* [Set of tasks]
(1) In the RunPod production patterns page, transcribe the passage from "- 48% of cold" up to and including "(pay always-on price).".
(2) According to the RunPod production patterns page, what share of cold starts finish in under 200ms with FlashBoot?

* [Selected excerpt]
▬▬▬
RunPod Production Patterns¶
Reference for deploying GPU workloads on RunPod: deploy type selection, image strategy tiers, serverless worker architecture, secrets management, and common failure modes.
Deploy Type Selection¶
| Use case | Deploy type | Billing |
|---|---|---|
| Training / fine-tuning (hours/days) | Pod | Per-hour, idle included |
| Debugging, interactive ComfyUI | Pod | Per-hour, idle included |
| Production inference API | Serverless | Per-second active only |
| Uneven traffic (peak + idle) | Serverless | 60-70% savings vs always-on |
| Hybrid: serverless front + long tasks | Instant Clusters | Mixed |
Decision rule: Constant load → Pod. Uneven / API endpoint → Serverless.
Image Strategy (3 Tiers)¶
Tier 1 — RunPod-cached (10-60 sec pull)¶
runpod/pytorch:2.11.0-cuda13.0-cudnn9-devel
runpod/pytorch:2.4.0-py3.11-cuda12.4.1-devel-ubuntu22.04
runpod/worker-comfyui:<version>-base
runpod/worker-comfyui:<version>-flux1-dev
runpod/base:0.6.x-cuda...
Tier 2 — Popular Docker Hub (1-5 min pull)¶
Tier 3 — Custom images (3-10 min or STUCK)¶
ghcr.io/your-org/your-image:tag
nvidia/cuda:13.0.0-devel-ubuntu22.04 ← confirmed stuck on 4/4 pods (2026-04-17)
Rule: Always try Tier 1 first. If CUDA/PyTorch version matches Tier 1, use it.
Custom images (Tier 3) go to ghcr.io as overlay on Tier 2 base, not bare nvidia/cuda.
FlashBoot¶
Free cold-start optimization, enabled by default.
- 48% of cold starts complete in <200ms
- Typical: 1-2 sec cold start
- ComfyUI: 50-80% faster cold starts with FlashBoot
- Mechanism: more frequent calls → RunPod keeps workers "warm" on host
Active worker count ≥ 1 reduces cold start to ~0ms (pay always-on price).
Network Volumes (Model Storage)¶
# Create volume in RunPod Console → pick region closest to traffic source
# Mount volume in pod/worker:
# /opt/ComfyUI/models → Network Volume path
# Pre-load models via cheap CPU pod:
rsync -av ./models/ /workspace/models/
# Or: aws s3 sync s3://your-bucket/models /workspace/models/
Pricing: $0.07/GB/month first TB, $0.05/GB thereafter.
Use when: Models >10 GB, updated frequently, shared across multiple pods.
Baked-in images: Only for stable models ≤10 GB that rarely change.
worker-comfyui Pattern¶
Official serverless pattern (github.com/runpod-workers/worker-comfyui).
Request Format¶
{
"input": {
"workflow": {},
"images": [{"name": "input.png", "image": "<base64>"}],
"api_key_override": ""
},
"webhook": "https://your-endpoint/callback"
▬▬▬
* [Rows]
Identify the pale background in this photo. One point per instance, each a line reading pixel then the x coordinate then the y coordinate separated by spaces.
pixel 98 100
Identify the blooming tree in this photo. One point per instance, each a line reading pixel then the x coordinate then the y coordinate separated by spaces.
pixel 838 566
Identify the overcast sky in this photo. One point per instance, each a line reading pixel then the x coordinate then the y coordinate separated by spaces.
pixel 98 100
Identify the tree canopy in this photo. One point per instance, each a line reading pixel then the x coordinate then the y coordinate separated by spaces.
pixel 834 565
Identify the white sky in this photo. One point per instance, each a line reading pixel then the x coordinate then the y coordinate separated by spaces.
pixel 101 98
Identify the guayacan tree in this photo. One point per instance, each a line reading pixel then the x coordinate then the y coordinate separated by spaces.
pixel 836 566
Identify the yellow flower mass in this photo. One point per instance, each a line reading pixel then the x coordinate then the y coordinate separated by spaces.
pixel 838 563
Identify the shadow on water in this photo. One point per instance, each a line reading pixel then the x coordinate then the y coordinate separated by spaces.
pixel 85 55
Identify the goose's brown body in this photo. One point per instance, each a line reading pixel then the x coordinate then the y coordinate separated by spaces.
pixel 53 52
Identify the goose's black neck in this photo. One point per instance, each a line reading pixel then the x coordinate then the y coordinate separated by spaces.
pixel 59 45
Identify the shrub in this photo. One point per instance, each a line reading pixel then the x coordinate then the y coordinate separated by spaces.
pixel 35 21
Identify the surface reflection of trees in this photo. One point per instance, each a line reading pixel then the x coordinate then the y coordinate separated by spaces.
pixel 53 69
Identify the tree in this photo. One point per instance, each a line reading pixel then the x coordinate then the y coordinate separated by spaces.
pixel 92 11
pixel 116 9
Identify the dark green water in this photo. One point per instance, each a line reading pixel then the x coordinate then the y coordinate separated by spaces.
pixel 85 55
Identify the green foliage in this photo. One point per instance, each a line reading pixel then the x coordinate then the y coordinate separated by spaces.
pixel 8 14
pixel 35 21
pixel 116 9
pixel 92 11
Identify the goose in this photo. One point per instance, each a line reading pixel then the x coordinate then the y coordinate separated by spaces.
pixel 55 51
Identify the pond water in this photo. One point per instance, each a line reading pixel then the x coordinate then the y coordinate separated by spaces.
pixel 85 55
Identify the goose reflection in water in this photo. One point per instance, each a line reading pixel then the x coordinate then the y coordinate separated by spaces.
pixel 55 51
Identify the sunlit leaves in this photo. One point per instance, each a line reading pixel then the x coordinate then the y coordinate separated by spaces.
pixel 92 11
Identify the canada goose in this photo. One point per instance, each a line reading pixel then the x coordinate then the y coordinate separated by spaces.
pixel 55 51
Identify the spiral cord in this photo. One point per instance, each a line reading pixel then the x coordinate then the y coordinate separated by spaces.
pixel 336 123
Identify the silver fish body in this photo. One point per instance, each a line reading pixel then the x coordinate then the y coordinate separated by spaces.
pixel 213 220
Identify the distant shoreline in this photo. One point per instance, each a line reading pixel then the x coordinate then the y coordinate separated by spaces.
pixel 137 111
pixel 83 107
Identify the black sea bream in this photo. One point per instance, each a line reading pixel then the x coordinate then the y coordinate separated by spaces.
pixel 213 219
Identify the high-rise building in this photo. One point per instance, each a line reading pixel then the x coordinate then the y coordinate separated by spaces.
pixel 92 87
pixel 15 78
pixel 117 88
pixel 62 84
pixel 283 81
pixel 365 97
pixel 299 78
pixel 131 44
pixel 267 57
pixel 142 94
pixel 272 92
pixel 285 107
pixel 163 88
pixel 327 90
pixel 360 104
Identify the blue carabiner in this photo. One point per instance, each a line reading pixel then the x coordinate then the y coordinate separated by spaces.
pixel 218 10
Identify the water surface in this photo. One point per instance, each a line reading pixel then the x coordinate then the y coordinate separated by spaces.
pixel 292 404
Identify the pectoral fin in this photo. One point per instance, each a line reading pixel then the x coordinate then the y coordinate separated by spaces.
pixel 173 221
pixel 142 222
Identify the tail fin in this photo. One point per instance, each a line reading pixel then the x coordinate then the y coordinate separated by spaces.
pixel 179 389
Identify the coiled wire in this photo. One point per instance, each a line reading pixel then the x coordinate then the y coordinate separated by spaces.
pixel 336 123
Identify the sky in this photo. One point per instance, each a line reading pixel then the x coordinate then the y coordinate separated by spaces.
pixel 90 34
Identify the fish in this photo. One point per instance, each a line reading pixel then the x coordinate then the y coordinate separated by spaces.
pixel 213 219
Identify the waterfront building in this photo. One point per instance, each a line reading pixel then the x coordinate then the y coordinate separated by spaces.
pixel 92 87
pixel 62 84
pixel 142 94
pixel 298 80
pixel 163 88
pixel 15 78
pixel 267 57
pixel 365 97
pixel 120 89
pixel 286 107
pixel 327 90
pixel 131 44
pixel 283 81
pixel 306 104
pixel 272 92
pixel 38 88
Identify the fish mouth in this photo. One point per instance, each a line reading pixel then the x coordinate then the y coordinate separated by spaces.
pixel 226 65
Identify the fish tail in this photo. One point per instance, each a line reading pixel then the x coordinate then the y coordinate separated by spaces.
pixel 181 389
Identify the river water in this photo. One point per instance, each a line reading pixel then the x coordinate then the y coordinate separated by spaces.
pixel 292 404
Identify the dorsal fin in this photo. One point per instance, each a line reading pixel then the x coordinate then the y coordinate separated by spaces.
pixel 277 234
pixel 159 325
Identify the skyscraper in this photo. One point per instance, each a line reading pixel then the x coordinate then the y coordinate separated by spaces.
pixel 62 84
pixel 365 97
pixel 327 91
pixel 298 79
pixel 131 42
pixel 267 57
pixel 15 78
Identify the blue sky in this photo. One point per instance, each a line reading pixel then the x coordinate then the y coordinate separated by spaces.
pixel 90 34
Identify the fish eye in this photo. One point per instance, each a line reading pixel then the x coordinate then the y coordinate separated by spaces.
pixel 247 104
▬▬▬
* [Results in order]
(1)
- 48% of cold starts complete in <200ms
- Typical: 1-2 sec cold start
- ComfyUI: 50-80% faster cold starts with FlashBoot
- Mechanism: more frequent calls → RunPod keeps workers "warm" on host
Active worker count ≥ 1 reduces cold start to ~0ms (pay always-on price).

(2) 48%